**Exercise:**
Render every line of the items below as a numbered list, omitting any blank lines and leaving the pictures out of your answer.

**Records of labeled points:**
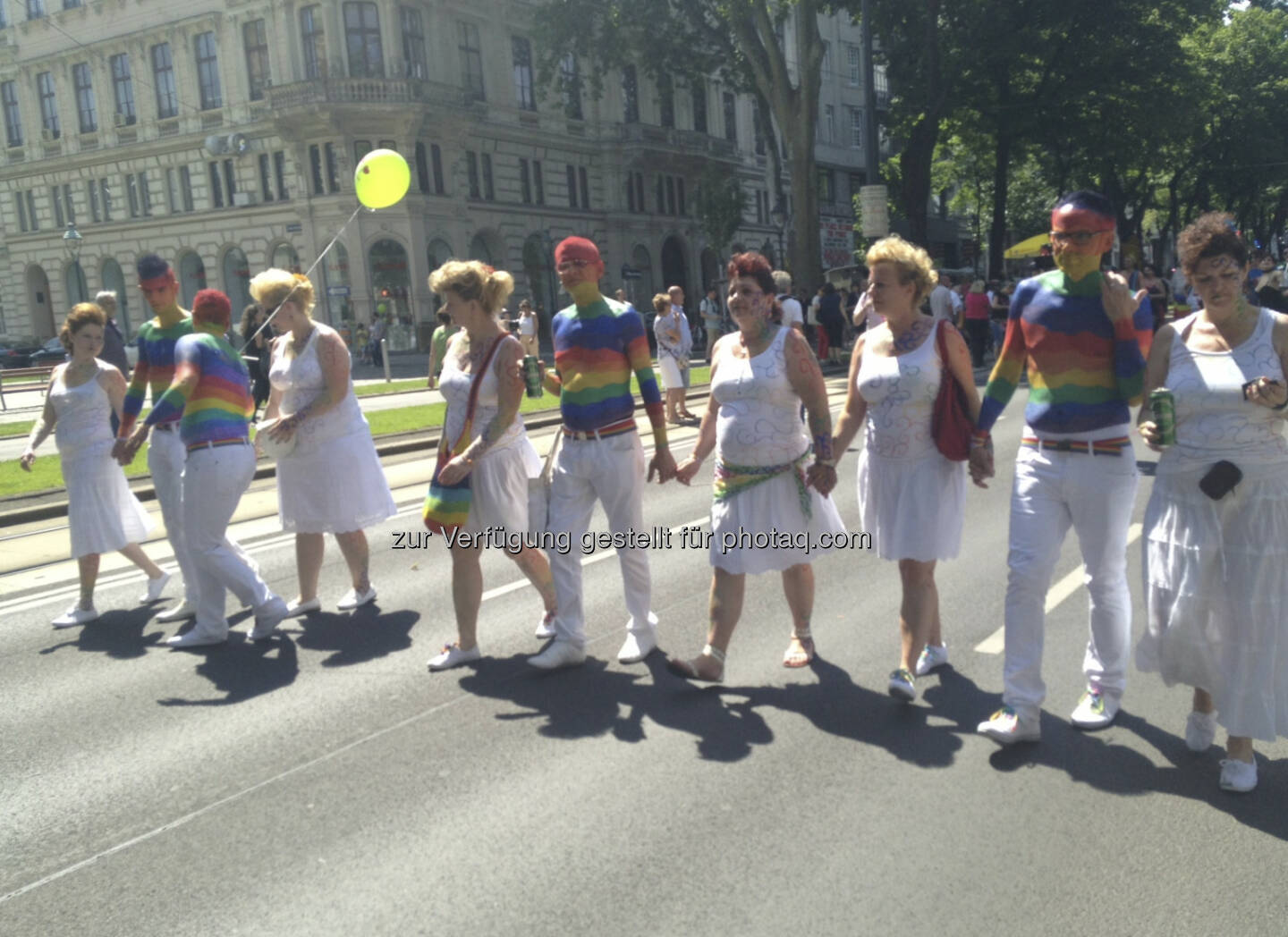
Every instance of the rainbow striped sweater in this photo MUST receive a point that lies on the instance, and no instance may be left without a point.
(218, 404)
(1083, 369)
(597, 348)
(155, 367)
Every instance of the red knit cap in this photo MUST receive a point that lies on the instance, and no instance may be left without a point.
(576, 249)
(211, 305)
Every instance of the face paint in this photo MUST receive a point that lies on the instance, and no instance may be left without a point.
(1079, 240)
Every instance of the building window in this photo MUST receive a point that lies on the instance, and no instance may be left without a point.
(123, 89)
(471, 58)
(208, 72)
(163, 78)
(255, 38)
(421, 169)
(216, 190)
(699, 106)
(264, 179)
(436, 161)
(413, 43)
(316, 167)
(362, 38)
(666, 99)
(48, 105)
(313, 40)
(630, 96)
(488, 192)
(471, 170)
(85, 110)
(570, 82)
(186, 187)
(826, 187)
(521, 55)
(12, 116)
(333, 169)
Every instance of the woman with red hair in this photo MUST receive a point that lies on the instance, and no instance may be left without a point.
(770, 474)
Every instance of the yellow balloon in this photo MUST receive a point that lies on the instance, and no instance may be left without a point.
(381, 179)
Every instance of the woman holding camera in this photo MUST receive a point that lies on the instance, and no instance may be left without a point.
(1216, 527)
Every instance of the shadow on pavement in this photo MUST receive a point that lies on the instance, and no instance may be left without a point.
(1091, 758)
(117, 633)
(242, 670)
(357, 636)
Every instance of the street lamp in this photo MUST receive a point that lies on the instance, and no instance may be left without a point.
(72, 242)
(778, 215)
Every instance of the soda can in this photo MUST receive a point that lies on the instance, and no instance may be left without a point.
(532, 375)
(1162, 404)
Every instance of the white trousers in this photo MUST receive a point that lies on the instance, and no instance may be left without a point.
(1053, 492)
(611, 470)
(213, 484)
(166, 460)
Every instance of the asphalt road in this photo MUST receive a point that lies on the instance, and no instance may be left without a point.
(322, 782)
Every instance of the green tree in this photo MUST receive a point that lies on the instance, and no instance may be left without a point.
(688, 40)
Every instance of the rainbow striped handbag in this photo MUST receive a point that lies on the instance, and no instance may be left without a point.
(447, 507)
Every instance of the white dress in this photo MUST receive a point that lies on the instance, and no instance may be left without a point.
(758, 425)
(333, 480)
(1216, 571)
(499, 482)
(912, 500)
(102, 512)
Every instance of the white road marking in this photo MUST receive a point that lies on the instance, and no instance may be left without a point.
(996, 643)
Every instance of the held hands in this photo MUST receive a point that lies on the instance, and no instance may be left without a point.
(662, 463)
(1118, 299)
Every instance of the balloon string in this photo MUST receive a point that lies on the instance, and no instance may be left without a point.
(312, 266)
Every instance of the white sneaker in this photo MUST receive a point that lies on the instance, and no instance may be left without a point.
(637, 646)
(930, 658)
(296, 609)
(267, 618)
(547, 626)
(178, 612)
(1199, 731)
(75, 615)
(1238, 776)
(559, 654)
(198, 637)
(1007, 728)
(353, 599)
(155, 587)
(1095, 709)
(453, 656)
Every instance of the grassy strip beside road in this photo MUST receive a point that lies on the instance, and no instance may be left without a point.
(47, 473)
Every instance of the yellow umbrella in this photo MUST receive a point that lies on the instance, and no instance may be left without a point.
(1028, 249)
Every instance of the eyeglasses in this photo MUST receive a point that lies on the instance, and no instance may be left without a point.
(1077, 237)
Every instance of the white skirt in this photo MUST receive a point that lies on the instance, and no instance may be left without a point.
(499, 486)
(772, 510)
(671, 376)
(1216, 592)
(335, 486)
(102, 512)
(913, 507)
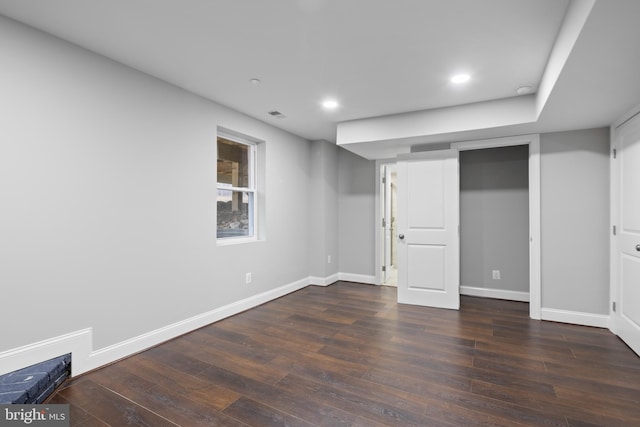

**Full solution:**
1. Every instance of the rainbow striped sweater in this photo MUST receive a point that lies on the instance, and no instance may be left without a point.
2. (218, 404)
3. (1083, 369)
4. (597, 348)
5. (155, 367)
6. Every instance of the red knit cap in this photo MUST receive a point that lies on the instance, and no instance may be left without a point.
7. (576, 249)
8. (211, 305)
9. Every instance of the face paint in this photo MUST receive a point that lies on the instance, and no instance may be left without a point.
10. (1079, 240)
11. Every instance of the building window in this photo MUST receive a point that lies on the instance, and no instance may be left without a point.
12. (123, 89)
13. (471, 58)
14. (208, 72)
15. (163, 78)
16. (255, 38)
17. (421, 169)
18. (216, 190)
19. (699, 106)
20. (264, 179)
21. (436, 161)
22. (413, 43)
23. (316, 167)
24. (362, 38)
25. (666, 99)
26. (48, 105)
27. (313, 40)
28. (630, 96)
29. (488, 192)
30. (471, 170)
31. (85, 110)
32. (570, 82)
33. (186, 187)
34. (826, 187)
35. (521, 55)
36. (12, 116)
37. (333, 169)
38. Every instance of the woman with red hair in this photo MUST receive a point that lies on the instance, and no instance may be left without a point.
39. (770, 474)
40. Every instance of the yellow balloon in this photo MUST receive a point that lies on the instance, and no instance may be left without a point.
41. (381, 179)
42. Every instance of the woman holding camera in this photo MUST receive a point that lies on the instance, and no instance may be left without a point.
43. (1216, 527)
44. Every instance of the shadow on pavement in this photo MUST receive a point that lies on the instance, and no instance may be left without a point.
45. (1091, 758)
46. (117, 633)
47. (242, 670)
48. (357, 636)
49. Every instance of the street lamp in this photo MUST receive a point that lies on the instance, and no instance may be left without a point.
50. (72, 242)
51. (778, 215)
52. Every instance of the soda can in this photo MUST receive a point that lies on the instance, and no instance may be left without a point.
53. (532, 375)
54. (1162, 404)
55. Every instance of the white trousers in this photo MUST receive a point that lies on the instance, and no instance may be left without a point.
56. (1053, 492)
57. (611, 470)
58. (213, 484)
59. (166, 460)
60. Every instance of the asphalt road in this photo MUST receive a point that lies on the instance, and no instance may be left without a point.
61. (322, 782)
62. Every instance of the green tree in this photo MUST receive a point that lies on the instance, and no instance may be left without a point.
63. (688, 40)
64. Every instance of the rainbow striped handbag in this photo MUST receive a point that lies on the instance, and no instance may be left without a point.
65. (447, 507)
66. Every instance of the white dress in this photo MUST receive a point that lies on the instance, and no instance may be left without a point.
67. (758, 425)
68. (333, 480)
69. (1216, 571)
70. (499, 482)
71. (912, 500)
72. (102, 512)
73. Every instance of the white road marking in this photo MUST receive a point that lies on the instance, and no instance may be left without a point.
74. (996, 643)
75. Every instance of the held hands in this photo MUST receive a point that lies on the instance, and no instance may be left without a point.
76. (662, 463)
77. (1118, 299)
78. Every instance of the balloon string in this photo MUST receive a point that lies on the instance, and no instance may be left without a point.
79. (312, 266)
80. Every instance of the white sneaker in this photo MUST receive a point that lies on the instance, and no instance may be left without a point.
81. (637, 646)
82. (930, 658)
83. (296, 609)
84. (267, 618)
85. (547, 626)
86. (178, 612)
87. (1199, 731)
88. (75, 615)
89. (1238, 776)
90. (559, 654)
91. (198, 637)
92. (1007, 728)
93. (353, 599)
94. (155, 587)
95. (1095, 709)
96. (453, 656)
97. Every instance of the grassy strip beside road in this photo MUST receive a point that lies on the instance, and no instance may be left without a point.
98. (47, 473)
99. Every instance of the yellow umbrella in this photo MUST receive a point that lies on the instance, and no instance may be left without a point.
100. (1028, 249)
101. Every instance of the eyeglasses in this photo MUST receive a point that lies on the instance, and no instance may be left without a point.
102. (1077, 237)
103. Every instance of the white skirt in this photo MUST receive a point that lies on the instance, and no instance may be left without a point.
104. (499, 486)
105. (772, 510)
106. (671, 376)
107. (1216, 592)
108. (335, 486)
109. (102, 512)
110. (913, 507)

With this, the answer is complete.